Aim of the task –
Render the lines of the material below as a numbered list, from the line with "For every instance of the boy" up to and including the line with "(1015, 617)", leaving out any blank lines and including no other lines.
══ Entries supplied
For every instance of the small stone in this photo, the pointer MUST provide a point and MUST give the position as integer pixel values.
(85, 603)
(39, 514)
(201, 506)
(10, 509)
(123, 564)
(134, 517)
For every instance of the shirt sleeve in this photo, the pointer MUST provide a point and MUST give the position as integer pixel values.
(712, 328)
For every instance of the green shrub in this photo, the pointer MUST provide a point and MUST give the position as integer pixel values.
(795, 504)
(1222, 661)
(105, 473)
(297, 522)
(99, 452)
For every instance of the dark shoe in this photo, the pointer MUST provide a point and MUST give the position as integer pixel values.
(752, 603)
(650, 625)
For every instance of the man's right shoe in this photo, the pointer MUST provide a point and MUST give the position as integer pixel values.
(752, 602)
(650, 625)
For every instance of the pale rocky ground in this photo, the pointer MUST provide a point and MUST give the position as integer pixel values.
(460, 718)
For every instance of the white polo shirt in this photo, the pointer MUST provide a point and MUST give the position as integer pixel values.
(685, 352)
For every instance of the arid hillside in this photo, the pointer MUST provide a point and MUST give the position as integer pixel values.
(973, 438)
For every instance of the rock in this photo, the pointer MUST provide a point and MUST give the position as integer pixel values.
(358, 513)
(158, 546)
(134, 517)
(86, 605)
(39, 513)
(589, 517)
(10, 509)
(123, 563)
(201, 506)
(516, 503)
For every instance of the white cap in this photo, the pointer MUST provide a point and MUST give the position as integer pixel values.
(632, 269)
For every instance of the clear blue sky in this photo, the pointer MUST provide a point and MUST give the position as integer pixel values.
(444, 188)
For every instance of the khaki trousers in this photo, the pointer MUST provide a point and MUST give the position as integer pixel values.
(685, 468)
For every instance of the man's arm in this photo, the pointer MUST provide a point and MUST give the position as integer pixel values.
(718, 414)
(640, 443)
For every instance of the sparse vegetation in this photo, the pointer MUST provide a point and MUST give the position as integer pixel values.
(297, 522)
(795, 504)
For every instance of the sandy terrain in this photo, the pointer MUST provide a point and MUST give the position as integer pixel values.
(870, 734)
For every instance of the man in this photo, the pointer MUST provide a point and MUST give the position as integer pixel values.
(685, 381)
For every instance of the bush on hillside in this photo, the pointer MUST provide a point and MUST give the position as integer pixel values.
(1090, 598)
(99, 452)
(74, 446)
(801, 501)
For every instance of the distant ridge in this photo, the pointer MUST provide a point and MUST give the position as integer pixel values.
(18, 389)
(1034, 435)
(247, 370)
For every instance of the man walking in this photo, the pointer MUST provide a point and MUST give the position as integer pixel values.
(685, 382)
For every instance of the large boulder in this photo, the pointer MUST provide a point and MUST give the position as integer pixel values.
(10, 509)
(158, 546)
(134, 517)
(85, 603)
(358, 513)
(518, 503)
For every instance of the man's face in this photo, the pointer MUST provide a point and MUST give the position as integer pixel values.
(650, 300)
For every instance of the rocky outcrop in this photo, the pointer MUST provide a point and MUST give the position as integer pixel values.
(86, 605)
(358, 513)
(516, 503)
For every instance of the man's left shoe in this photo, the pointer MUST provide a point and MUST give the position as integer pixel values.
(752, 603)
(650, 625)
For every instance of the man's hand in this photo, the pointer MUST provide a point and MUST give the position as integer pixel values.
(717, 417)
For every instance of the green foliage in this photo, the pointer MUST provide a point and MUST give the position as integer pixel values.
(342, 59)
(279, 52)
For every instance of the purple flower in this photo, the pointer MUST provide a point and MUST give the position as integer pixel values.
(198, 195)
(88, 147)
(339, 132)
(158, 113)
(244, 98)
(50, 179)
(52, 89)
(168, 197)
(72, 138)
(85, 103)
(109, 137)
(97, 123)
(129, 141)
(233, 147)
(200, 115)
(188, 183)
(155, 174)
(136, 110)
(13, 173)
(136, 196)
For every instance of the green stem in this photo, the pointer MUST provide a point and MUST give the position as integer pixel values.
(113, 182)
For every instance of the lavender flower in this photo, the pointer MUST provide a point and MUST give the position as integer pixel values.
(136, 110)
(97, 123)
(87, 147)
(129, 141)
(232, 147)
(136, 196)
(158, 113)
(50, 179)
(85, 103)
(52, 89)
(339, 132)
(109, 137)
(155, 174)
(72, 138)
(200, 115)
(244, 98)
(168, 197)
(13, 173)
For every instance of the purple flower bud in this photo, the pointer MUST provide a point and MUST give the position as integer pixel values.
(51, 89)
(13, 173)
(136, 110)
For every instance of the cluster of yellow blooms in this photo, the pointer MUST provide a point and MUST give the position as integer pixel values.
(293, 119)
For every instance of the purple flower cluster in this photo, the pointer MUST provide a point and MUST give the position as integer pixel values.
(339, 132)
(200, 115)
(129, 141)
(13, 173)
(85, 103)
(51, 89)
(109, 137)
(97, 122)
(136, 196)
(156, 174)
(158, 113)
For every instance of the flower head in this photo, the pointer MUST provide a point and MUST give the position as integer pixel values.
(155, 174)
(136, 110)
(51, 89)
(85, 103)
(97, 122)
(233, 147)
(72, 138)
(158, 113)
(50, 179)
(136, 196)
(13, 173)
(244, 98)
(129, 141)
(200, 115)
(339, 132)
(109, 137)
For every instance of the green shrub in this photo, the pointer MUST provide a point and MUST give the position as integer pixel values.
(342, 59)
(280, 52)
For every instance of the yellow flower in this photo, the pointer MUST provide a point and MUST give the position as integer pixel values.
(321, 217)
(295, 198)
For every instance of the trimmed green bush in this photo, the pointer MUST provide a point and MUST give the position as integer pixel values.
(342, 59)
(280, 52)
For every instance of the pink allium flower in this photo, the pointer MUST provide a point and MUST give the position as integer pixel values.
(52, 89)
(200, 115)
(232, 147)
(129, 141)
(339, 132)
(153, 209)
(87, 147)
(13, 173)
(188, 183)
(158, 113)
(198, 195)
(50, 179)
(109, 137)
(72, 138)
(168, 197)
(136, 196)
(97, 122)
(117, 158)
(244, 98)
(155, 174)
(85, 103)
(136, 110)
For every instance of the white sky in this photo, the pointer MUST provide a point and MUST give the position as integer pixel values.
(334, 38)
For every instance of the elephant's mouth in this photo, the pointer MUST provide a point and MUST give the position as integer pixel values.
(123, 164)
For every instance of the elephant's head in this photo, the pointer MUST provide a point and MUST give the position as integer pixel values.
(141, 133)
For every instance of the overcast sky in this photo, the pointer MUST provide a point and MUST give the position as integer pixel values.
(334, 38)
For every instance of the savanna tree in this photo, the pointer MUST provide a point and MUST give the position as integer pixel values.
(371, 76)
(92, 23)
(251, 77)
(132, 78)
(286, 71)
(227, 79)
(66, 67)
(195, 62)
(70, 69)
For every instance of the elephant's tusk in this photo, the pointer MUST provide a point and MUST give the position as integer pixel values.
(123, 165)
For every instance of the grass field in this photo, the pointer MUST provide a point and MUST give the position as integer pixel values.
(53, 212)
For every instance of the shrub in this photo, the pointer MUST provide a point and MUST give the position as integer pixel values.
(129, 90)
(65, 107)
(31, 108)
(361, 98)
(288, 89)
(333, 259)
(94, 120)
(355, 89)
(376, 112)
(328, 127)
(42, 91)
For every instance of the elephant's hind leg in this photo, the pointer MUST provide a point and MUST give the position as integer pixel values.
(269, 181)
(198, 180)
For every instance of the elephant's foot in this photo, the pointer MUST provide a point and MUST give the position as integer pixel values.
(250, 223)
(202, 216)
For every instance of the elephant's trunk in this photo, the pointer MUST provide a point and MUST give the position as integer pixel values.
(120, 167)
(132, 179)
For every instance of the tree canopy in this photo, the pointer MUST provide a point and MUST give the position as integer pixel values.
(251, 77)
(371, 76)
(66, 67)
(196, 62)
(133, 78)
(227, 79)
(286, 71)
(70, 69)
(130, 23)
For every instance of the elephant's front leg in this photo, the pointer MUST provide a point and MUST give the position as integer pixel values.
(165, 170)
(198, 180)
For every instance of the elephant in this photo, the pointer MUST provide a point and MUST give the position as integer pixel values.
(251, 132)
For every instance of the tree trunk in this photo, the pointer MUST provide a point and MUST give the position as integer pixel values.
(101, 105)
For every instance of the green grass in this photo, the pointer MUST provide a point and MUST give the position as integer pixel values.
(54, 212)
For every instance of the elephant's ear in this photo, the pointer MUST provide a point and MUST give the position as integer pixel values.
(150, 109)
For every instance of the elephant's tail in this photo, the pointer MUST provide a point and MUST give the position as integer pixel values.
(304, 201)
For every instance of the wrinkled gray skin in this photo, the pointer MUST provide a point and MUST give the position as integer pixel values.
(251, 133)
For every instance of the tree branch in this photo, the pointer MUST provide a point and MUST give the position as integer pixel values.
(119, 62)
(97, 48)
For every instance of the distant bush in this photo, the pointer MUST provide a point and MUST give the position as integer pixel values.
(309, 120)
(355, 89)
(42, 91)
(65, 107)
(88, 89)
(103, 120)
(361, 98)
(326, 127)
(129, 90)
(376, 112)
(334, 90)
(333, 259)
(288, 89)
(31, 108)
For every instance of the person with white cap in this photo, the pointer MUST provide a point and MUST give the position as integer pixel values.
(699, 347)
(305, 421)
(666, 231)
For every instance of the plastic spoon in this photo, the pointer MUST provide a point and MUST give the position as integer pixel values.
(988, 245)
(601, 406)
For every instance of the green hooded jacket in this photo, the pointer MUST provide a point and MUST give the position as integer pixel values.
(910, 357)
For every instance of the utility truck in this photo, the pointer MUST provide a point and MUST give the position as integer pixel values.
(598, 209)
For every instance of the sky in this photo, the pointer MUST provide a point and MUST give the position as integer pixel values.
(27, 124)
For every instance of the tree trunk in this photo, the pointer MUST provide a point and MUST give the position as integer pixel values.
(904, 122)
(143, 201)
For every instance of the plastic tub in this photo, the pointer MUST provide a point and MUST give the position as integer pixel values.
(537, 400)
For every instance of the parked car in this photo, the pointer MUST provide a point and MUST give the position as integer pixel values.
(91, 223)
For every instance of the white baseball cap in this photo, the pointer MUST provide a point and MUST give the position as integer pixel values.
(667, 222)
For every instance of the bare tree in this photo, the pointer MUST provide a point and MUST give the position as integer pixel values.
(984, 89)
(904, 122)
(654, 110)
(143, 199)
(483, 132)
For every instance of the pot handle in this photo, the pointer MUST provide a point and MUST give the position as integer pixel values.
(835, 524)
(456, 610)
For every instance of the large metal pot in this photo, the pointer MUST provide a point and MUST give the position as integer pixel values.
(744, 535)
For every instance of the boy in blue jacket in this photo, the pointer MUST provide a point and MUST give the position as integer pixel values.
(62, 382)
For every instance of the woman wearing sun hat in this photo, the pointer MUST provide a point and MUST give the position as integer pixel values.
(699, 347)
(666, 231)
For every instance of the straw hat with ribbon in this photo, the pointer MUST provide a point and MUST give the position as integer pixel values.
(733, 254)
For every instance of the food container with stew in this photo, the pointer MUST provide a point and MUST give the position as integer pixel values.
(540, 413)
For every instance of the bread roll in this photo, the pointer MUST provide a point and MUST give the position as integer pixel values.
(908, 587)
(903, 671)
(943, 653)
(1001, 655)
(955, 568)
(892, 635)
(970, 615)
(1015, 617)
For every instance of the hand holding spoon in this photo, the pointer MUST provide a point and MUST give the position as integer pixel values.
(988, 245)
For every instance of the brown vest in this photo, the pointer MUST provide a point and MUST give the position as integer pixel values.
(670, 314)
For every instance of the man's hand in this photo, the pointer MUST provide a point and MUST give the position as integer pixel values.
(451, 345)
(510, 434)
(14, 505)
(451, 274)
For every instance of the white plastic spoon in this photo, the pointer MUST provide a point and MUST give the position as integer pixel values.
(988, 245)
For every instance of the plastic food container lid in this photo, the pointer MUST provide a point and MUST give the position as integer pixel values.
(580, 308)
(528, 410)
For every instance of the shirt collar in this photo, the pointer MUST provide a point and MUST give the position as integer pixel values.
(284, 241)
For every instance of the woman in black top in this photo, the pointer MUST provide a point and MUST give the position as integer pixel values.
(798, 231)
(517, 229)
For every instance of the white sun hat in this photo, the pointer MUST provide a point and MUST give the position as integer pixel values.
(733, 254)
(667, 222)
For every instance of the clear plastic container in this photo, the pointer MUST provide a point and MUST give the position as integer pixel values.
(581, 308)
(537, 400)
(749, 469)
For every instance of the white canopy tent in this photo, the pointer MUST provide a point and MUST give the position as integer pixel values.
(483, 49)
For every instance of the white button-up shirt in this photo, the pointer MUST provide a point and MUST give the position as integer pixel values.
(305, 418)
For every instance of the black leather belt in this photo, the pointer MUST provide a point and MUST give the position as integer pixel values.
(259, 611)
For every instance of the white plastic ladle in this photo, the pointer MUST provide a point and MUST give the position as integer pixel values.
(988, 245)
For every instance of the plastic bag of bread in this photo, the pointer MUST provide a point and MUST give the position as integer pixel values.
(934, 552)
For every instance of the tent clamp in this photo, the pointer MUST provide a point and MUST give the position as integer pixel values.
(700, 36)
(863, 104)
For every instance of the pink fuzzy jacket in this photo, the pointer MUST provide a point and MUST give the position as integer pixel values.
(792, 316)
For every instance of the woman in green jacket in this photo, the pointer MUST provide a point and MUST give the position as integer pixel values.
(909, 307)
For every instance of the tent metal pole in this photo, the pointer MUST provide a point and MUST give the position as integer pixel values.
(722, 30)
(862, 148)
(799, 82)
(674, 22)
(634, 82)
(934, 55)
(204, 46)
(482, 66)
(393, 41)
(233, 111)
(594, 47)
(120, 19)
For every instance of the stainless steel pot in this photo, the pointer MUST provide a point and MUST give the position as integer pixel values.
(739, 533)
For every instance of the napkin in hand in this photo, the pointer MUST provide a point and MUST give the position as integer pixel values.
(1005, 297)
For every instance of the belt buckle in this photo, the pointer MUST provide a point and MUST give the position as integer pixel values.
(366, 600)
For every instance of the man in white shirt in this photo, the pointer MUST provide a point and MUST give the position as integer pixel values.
════
The result –
1. For every instance of the boy in blue jacket in this photo, the pointer MUST provide a point and MUST give the position as integer pixel values.
2. (62, 382)
3. For every instance of the woman wearing sun hat in this photo, the pointer MUST provide a point and MUST give the position as integer pixel values.
4. (699, 347)
5. (666, 231)
6. For every instance of the straw hat with ribbon in this photo, the pointer MUST provide a point and MUST give the position as integer pixel values.
7. (733, 254)
8. For every instance of the food container with stew in this photo, the pointer MUST provide a point and MUST give the position as integer pixel values.
9. (540, 413)
10. For every instance of the bread roll in this photo, the pointer MUST provide a point and MUST give the position as integer pixel values.
11. (908, 587)
12. (903, 671)
13. (943, 653)
14. (1001, 655)
15. (955, 568)
16. (892, 635)
17. (970, 615)
18. (1015, 617)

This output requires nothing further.